● EXERCISE
Report every line of the listing that contains the string "butterfly", with case counting.

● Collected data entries

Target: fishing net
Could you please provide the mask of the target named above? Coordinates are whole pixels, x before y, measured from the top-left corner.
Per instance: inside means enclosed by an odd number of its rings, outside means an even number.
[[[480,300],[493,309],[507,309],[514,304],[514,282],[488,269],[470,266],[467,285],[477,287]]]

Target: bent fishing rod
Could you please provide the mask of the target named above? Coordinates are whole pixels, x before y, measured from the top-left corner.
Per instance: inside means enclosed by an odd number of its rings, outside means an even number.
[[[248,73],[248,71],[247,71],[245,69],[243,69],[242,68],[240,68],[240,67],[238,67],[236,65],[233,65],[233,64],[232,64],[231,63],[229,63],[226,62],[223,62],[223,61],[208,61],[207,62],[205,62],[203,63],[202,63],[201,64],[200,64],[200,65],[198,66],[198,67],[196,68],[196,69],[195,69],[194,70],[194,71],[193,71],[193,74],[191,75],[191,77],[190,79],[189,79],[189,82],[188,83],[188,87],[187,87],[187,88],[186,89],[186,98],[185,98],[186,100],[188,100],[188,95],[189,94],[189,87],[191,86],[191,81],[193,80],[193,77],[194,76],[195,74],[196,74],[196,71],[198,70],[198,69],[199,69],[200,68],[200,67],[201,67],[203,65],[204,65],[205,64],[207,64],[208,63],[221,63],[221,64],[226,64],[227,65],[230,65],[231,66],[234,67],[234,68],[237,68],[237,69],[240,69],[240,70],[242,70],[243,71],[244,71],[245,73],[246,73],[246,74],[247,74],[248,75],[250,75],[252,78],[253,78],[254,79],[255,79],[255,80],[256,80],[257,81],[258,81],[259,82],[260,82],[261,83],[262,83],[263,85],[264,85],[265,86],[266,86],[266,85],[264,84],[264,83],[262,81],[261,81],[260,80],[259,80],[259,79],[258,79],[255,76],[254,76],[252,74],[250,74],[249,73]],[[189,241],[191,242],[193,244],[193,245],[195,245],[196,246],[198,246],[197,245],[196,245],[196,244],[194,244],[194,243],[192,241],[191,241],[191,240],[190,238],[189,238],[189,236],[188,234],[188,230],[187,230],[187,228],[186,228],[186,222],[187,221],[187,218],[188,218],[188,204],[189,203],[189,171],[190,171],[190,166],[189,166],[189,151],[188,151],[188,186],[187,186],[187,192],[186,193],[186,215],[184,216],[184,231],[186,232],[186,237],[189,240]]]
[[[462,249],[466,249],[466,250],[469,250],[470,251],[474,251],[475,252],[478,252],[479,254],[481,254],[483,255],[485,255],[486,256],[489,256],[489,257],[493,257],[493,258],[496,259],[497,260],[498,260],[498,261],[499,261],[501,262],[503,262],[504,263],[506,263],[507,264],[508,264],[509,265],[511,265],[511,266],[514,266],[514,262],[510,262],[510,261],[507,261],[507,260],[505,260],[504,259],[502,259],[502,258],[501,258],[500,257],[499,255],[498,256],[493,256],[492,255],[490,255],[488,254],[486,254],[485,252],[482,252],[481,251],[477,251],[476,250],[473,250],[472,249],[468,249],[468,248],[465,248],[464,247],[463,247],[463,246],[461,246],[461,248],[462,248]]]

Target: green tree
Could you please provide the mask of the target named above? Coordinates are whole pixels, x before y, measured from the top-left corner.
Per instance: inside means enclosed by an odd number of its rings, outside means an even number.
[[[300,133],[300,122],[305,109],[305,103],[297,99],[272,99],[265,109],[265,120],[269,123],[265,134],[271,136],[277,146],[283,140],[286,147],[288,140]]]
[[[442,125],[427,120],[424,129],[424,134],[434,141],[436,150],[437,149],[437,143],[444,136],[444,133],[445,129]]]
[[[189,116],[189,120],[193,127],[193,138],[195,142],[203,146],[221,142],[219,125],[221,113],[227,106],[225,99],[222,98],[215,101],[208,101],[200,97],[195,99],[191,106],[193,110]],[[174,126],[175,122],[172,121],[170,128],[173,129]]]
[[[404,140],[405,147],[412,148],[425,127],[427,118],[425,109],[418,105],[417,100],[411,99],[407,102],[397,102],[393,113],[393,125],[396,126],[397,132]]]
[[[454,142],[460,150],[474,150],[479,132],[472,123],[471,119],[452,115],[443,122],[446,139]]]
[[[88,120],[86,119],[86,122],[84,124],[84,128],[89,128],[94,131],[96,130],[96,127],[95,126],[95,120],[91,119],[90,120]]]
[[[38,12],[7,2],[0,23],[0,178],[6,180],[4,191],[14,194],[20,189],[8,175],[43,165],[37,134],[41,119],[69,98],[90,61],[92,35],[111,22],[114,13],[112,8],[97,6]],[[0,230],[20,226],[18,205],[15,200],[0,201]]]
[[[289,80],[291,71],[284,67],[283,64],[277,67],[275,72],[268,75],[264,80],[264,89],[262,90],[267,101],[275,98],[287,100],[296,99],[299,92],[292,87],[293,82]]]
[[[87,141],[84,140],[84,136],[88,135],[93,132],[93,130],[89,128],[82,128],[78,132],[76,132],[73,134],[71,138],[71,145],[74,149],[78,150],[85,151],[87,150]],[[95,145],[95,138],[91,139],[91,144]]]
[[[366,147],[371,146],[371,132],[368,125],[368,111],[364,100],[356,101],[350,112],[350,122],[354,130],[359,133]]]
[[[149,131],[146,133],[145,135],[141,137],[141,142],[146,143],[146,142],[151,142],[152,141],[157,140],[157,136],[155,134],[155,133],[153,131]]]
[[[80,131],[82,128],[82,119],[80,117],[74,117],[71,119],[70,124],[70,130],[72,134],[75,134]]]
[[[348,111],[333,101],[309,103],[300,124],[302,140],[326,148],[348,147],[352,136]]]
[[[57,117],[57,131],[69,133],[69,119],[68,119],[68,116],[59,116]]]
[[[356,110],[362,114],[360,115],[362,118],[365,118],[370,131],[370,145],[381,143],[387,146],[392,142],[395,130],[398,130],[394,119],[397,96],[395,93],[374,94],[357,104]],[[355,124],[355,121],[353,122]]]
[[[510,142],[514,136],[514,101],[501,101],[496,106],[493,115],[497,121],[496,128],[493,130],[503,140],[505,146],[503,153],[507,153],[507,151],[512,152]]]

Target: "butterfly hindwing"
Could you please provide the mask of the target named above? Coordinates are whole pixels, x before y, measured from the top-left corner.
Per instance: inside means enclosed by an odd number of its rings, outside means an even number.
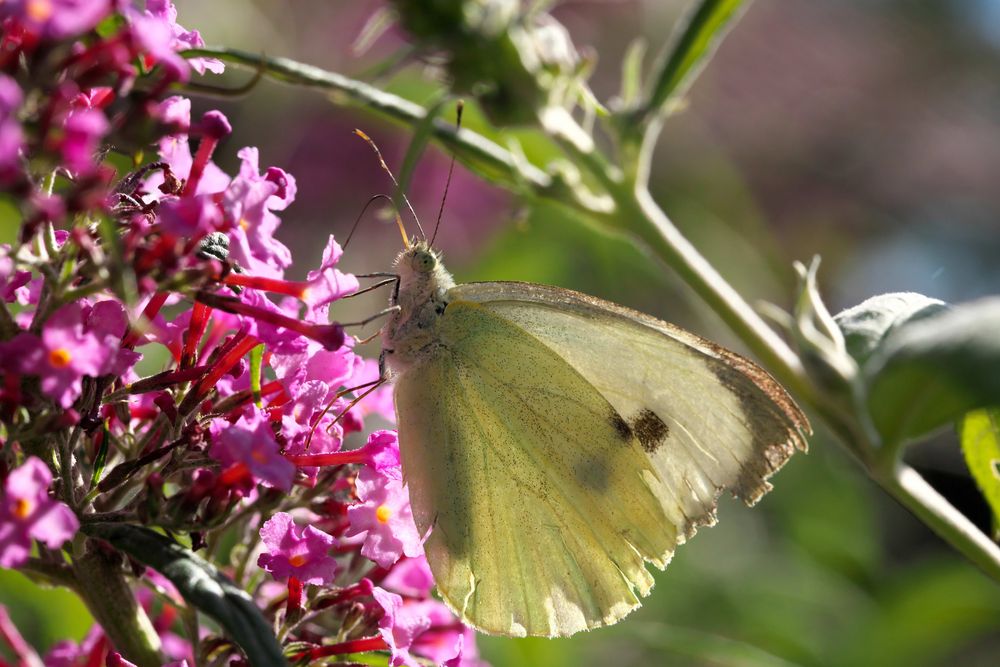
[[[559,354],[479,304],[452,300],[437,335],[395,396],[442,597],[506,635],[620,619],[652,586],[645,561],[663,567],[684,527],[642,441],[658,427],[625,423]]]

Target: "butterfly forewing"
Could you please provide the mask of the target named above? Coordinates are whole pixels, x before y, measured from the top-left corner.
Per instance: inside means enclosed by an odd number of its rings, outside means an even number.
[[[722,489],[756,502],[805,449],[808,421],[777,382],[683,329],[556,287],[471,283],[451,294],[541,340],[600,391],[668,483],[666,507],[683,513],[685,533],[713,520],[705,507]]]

==

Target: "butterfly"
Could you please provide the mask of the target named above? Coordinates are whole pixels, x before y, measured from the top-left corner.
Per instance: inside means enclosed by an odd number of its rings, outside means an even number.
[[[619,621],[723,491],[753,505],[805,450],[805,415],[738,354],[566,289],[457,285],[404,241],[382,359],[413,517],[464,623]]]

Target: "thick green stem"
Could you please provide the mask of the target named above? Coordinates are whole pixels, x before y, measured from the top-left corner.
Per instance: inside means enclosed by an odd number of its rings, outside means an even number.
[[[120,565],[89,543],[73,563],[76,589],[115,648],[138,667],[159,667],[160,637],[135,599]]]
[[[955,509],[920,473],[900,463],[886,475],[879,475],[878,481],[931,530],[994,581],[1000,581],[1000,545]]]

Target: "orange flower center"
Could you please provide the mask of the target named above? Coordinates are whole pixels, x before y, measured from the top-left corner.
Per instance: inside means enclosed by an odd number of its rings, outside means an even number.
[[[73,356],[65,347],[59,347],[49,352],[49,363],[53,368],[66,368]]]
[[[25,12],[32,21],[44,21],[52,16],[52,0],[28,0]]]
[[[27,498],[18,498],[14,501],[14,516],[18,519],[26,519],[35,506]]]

● SOLUTION TO THE EXERCISE
Target: "butterfly hindwing"
Target: "butterfly forewing"
Target: "butterfly"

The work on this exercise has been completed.